**QUESTIONS TO ANSWER**.
1 – Answer these questions from the article on drug misuse in Nigeria:
(a) What was the title of the 2017 World Health Organisation report?
(b) Which organization is Mazi Sam Ohuabunwa President of?
(c) What three effects has antibiotic resistance been found to cause?
2 – Carry on the article about drug misuse in Nigeria, picking up right after its last sentence.

======== PASSAGE SHOWN

The impact of drug misuse and abuse has become a major source of concern globally. In developing countries such as Nigeria, unrestricted access to both controlled and uncontrolled drugs, coupled with wrong prescription have led to many loss of lives.
Despite the severe health consequences, many Nigerians still abuse drugs, forgetting that every drug is a potential poison.
The abuse of antibiotics, for instance, has assumed a worrisome dimension. According to experts, antibiotic resistance is one of the biggest threats to global health, food security, and development today.
Antibiotics resistance has been found to cause higher medical costs, prolonged hospital stays, and increased mortality.
The World Health Organisation, in its 2017 report, titled, “The world is running out of antibiotics” revealed that a growing number of infections – such as pneumonia, tuberculosis, gonorrhoea, and salmonellosis – were becoming harder to treat as the antibiotics used to treat them become less effective due to their constant abuse and misuse .
‘Antimicrobial resistance is a global health emergency that will seriously jeopardize progress in modern medicine,” says WHO Director- General, Dr Tedros Adhanom Ghebreyesus.
“There is an urgent need for more investment in research and development for antibiotic-resistant infections including TB, otherwise we will be forced back to a time when people feared common infections and risked their lives from minor surgery” he added.
Antibiotics, experts say, are medicines used to prevent and treat bacterial infections and resistance occurs when bacteria change in response to the use of these medicines.
Recent revelations have shown the urgent need to change the way drugs are prescribed and used to reduce the rate at which many Nigerians are coming down with life-threatening ailments such as organ failure.
Even if new medicines are developed, experts say, without behavioural change, antibiotic resistance for instance will remain a major threat.
To save Nigeria from the hazards of drug misuse and abuse ,Nigerians have been cautioned against irrational use of drugs.
Harping on the dangers of drug misuse and the need to check the rising menace , a renowned pharmacist, Mazi Sam Ohuabunwa, said Nigerians must be wary of the drugs they take to avoid putting their lives at risk.
Ohuabunwa, who is President of the Pharmaceutical Society of Nigeria, said, ”Every drug can kill if used wrongly. Drug use can have a wide range of short- and long-term, direct and indirect effects. No matter the type of drug, evidence has shown that drug abuse and misuse come with serious consequences when it comes to physical health. Notwithstanding the drug of choice, abuse can lead to lung and cardiovascular disease, stroke, various kinds of cancer, to name a few.”

================
======== SOURCE DATA

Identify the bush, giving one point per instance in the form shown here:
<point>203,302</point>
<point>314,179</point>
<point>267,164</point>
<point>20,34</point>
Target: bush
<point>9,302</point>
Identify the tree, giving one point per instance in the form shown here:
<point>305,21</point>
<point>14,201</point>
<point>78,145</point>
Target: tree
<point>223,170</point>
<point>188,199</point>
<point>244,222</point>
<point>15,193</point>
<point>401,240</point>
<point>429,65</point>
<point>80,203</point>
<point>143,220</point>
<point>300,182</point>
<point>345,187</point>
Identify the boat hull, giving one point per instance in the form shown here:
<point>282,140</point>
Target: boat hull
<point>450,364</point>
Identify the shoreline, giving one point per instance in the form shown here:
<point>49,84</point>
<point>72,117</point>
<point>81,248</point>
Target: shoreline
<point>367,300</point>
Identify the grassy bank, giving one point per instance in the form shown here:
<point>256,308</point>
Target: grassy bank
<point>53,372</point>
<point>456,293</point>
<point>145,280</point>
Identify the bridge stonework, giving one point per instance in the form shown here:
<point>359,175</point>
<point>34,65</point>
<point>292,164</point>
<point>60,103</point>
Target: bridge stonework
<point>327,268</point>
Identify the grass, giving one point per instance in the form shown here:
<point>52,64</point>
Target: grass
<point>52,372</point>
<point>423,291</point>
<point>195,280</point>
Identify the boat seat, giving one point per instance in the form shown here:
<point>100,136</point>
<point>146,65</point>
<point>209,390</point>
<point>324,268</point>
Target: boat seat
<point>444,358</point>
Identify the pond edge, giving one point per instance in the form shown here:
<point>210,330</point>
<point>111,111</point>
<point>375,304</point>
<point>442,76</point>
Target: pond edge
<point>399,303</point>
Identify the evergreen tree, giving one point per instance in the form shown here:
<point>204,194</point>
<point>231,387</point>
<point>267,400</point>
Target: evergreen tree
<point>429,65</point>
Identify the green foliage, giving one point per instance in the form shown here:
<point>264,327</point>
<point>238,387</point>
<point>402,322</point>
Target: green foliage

================

**ANSWER SET**.
1 –
(a) “The world is running out of antibiotics”
(b) The Pharmaceutical Society of Nigeria
(c) Higher medical costs, prolonged hospital stays, and increased mortality

2 –
Ohuabunwa noted that every drug is a potential poison if not properly used.
He said as a result of unrestricted access to drugs, people now abuse drugs at will. According to him, instead of using drugs for therapeutic effects, they are now using them for their side effects.
Urging Nigerians to stop indiscriminate use of drugs or face serious organ damage, Ohuabunwa said, ” Many may not get every drug on prescription but every drug must be used on the guidance of a pharmacist.
“You must interface with a pharmacist before you take any drug. Every drug must come with an advice from a pharmacist.”
Listing ways of tackling drug abuse and misuse, he said government must start with control by ensuring that pharmacists were at the centre of issues that have to do with drugs in the country.
” Because drugs are not under the control of pharmacists, everybody now has access to medicine, including tramadol. Government must therefore enforce the pharmacy law and restore the control of drugs to pharmacists.
Another pharmacist and Head, United States Pharmacopeia, Dr. Chimezie Anyakora ,told our correspondent that every drug becomes a poison if not used well.
” If you use medicine well for an ailment, it can cure you. But if used wrongly, it can kill you.
“Also, if drugs are not properly stored, the quality becomes an issue and when people take them, they can also cause a serious harm to their body. Medicine quality is a very big issue and one of the biggest killer in the world,” he said.
A former Chairman, Lagos State Association of Community Pharmacists of Nigeria, Pharm. Aminu Yinka Abdusalam, also lamented the risk of drug misuse.
Abdusalam maintained that the abuse of drugs such as antibiotics, creates problems for the user and jeopardises the future use of such antibiotics..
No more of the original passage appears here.